Given text ::
--- Start ---

The Shipley Magazine

Meeting of the Minds: Quasquicentennial Symposium

On April 5, 2019 Shipley hosted the Quasquicentennial Symposium, featuring six change-making panelists. They explored what it means to be a changemaker, the shift towards lifelong learning, the changing needs of employers, and making the world a better place.
 
In this short excerpt of comments made at the Quasquicentennial Symposium, we share our panelists’ thoughts on how to be a changemaker, the future of work, and trends in K-12 and higher education.
 
Our Panel
 
Raffi Gregorian ’81, Ph.D.
Bureau of Counterterrorism and Countering Violent Extremism
U.S. Department of State
 
Paolo Malabuyo ’91
Director of UX
YouTube Ads
Adjunct Professor
Carnegie Mellon University Silicon Valley
 
Karlene Burrell-McRae, Ed.D.
Dean of the College
Colby College
Former parent & Trustee
The Shipley School
 
Donna Orem
President
National Association of Independent Schools
 
Mary Osirim, Ph.D.
Provost and Professor of Sociology
Bryn Mawr College
 
Jason Wingard, Ph.D.
Dean and Professor of the School of Professional Studies
Columbia University


Q: What does it take to become a changemaker?
 
Malabuyo ’91: The most important thing that enables anyone to change the world is the ability and willingness to change yourself. The human mind and body are amazingly flexible. We can shape them to an incredible degree. That’s what we do as educators, right? Just how physical exercise is difficult in the beginning, it gets easier over time as your body changes; our minds do the same thing, we have the same ability to change our minds. You can also exercise your mind by tackling new, different, difficult ideas, and by employing your ability for critical thought to learn and grow.
 
I was a very unhappy teenager who felt stuck. I was insecure, angry, misunderstood. When I went to college, I took the opportunity to make some changes to the way I saw myself and in the choices that I was making. I did the same when I spent a semester living abroad my junior year, and again when I graduated and moved to California. I took advantage of each of the opportunities to learn, to change, and to grow.

--- End ---

Work to do ::
#1 On what date did Shipley host the Quasquicentennial Symposium, according to the symposium excerpt?
#2 Resume the symposium excerpt after its last sentence and keep writing it.
None of the detection material is needed here.

(Detection examples)
--- Start ---

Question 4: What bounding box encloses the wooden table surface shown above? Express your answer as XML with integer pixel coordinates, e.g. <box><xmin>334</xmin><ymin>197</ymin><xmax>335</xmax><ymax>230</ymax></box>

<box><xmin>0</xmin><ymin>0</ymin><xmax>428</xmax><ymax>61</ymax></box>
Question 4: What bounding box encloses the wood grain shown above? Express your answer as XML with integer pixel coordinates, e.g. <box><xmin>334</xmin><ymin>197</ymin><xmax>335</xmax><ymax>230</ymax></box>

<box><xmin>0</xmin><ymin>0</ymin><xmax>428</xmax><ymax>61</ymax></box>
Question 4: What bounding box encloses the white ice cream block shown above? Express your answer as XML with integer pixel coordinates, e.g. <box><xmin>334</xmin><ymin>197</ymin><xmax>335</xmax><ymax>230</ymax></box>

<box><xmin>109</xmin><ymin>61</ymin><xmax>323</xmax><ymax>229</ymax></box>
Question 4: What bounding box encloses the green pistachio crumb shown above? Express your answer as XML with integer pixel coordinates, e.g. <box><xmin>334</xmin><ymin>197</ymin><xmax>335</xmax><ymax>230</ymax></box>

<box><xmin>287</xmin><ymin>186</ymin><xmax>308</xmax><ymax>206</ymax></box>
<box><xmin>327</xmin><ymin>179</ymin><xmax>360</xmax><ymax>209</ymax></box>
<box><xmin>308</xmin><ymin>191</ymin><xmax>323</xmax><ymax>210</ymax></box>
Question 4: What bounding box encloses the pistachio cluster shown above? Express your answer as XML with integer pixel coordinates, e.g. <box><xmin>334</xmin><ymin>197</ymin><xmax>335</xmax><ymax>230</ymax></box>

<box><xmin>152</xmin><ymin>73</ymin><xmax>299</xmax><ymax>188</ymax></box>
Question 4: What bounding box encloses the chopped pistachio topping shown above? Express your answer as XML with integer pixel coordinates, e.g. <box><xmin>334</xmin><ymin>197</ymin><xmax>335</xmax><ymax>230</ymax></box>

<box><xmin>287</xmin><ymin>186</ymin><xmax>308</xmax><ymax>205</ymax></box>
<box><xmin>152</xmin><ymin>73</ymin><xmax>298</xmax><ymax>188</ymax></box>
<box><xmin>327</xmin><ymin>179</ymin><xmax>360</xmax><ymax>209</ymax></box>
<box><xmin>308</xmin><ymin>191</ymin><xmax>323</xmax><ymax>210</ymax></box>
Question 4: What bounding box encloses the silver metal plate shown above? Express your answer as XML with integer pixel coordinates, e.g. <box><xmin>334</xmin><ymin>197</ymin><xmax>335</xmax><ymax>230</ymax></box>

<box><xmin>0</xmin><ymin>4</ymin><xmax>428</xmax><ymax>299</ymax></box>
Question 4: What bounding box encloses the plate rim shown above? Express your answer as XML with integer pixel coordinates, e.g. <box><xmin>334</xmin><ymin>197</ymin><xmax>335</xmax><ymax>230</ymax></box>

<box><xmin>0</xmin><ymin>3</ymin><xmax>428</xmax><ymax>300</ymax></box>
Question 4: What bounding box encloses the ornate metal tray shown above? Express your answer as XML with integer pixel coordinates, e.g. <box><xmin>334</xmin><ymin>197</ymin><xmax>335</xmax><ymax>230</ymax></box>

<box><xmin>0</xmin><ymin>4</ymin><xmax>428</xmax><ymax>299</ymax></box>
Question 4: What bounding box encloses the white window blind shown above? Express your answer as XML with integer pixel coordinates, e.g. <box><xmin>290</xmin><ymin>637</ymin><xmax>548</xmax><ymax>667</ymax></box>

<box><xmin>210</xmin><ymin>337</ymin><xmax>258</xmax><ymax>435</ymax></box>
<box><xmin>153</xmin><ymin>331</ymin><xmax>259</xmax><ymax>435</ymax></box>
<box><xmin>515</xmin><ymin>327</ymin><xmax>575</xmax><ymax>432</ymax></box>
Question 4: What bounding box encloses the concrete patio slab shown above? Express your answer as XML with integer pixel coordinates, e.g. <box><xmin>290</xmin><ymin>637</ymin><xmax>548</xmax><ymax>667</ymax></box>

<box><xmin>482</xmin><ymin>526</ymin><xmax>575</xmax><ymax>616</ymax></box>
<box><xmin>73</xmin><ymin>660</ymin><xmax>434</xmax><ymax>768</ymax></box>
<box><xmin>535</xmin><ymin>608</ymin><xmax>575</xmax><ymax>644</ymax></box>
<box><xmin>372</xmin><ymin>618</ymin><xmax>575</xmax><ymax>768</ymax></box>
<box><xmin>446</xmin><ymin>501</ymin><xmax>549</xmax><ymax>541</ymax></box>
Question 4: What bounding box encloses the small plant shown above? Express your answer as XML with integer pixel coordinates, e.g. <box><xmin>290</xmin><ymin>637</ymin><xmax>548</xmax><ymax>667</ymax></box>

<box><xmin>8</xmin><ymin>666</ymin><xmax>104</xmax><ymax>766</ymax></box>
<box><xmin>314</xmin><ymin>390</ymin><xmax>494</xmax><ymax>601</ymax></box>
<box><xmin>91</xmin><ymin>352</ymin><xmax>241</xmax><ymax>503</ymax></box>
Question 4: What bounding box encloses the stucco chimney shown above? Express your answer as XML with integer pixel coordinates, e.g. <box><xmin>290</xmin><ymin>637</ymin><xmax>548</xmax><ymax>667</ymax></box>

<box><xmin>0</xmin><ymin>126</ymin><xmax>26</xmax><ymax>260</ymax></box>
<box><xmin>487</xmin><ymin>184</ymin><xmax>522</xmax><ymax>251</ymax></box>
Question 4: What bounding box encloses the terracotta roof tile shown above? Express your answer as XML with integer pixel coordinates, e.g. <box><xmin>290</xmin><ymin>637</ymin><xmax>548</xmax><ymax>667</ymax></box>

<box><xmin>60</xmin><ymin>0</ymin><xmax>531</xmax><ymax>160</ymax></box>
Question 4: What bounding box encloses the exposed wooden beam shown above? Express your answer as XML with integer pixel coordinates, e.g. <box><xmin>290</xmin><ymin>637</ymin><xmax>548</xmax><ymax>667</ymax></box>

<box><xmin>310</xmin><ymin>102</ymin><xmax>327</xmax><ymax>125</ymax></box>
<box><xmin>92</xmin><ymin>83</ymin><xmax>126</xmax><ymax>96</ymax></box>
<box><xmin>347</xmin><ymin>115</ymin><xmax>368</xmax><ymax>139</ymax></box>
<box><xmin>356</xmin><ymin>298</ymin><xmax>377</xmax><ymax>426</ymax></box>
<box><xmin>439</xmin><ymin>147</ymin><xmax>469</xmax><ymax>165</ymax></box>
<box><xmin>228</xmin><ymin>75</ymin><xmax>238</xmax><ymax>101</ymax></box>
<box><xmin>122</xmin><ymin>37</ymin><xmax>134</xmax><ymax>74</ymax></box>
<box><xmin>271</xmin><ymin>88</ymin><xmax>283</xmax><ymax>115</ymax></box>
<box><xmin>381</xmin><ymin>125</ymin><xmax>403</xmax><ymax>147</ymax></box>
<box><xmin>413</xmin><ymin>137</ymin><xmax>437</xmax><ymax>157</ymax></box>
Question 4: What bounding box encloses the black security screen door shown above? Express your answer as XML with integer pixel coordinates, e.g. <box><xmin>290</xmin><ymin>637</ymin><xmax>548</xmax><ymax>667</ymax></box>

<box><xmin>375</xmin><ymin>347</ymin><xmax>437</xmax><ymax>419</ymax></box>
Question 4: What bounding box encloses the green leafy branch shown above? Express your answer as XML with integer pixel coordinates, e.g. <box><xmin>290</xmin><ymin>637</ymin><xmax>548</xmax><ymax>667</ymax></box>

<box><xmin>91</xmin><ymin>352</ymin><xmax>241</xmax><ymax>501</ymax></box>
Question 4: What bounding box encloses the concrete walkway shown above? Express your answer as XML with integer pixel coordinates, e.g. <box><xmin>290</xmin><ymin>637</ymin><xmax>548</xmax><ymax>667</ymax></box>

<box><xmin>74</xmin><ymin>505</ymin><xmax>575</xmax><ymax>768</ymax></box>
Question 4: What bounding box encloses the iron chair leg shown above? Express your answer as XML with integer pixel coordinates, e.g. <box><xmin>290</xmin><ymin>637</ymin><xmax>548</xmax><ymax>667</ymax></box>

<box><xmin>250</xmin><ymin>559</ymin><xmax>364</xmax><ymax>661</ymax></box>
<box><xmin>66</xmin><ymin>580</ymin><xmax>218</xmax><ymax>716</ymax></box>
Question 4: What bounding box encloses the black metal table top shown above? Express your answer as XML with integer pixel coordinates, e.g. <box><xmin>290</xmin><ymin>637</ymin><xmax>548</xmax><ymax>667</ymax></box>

--- End ---

Task responses ::
#1 April 5, 2019.

#2
I feel like I’m the best, most authentic version of myself now and I plan to continue changing as I grow older and experience new things. So, being authentic to who you are doesn’t mean that you never change. It means taking advantage of every opportunity to harness your potential.
 
We all change, as we should, but it’s powerful when you make it intentional, not accidental, through deliberate practice. That’s all it takes. So, changing our minds is one of the most powerful things we can do, but it takes deliberate bounds of humility and confidence. Start there and you can change the world.
 
Burrell: Being a changemaker is about collaboration. You can’t be an innovator if you’re not willing to be a part of an iterative process, but it means you have to be able to listen. You have to be able to ask difficult questions.
 
Many of us as adults talk about this and think it’s easy, but we’re not doing so well in terms of public discourse. Our young people are looking at that and that’s what they’re modeling. We need to create the kind of environment where students can challenge each other and therefore challenge themselves, to be able to build a set of skills and life lessons so that they can go on and be lifelong learners and changemakers.
 
We each have a set of privileges, and with that comes responsibility. It is our responsibility to ensure that we are not living or acting in a way that creates fear, for ourselves or for others. I challenge us to think about how we can use our identities, understand our history, and push the bounds of fear to create space for each person to use their voice.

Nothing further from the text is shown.